_REQUIRED ACTION_
Copy out each line of the data below in which the string "wrist" appears.

(Excerpts from a dataset)
........

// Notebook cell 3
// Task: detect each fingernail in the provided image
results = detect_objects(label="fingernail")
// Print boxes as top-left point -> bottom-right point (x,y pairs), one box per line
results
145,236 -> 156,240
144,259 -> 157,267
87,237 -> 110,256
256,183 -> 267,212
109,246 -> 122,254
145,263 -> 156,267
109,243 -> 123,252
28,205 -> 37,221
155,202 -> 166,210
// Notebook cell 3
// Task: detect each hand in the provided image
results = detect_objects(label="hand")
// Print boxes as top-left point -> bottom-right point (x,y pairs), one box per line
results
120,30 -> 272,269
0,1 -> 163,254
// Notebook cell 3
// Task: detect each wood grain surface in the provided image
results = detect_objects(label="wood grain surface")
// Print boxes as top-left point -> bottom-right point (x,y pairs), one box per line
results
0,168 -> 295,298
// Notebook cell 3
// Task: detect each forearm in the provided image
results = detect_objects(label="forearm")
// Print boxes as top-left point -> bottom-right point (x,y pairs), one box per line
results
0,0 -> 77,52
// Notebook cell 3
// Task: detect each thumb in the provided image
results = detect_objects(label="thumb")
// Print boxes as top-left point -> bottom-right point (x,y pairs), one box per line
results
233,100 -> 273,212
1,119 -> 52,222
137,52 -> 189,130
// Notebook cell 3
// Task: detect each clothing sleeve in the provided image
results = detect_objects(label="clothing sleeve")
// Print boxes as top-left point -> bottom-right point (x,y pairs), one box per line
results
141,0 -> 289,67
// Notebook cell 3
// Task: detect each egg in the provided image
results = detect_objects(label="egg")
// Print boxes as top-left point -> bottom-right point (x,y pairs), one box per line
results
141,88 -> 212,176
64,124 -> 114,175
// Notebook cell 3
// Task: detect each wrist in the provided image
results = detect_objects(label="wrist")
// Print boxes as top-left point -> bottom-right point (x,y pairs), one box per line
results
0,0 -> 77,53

........

_OUTPUT BELOW_
// Task: detect each wrist in the provided image
results = detect_objects(label="wrist")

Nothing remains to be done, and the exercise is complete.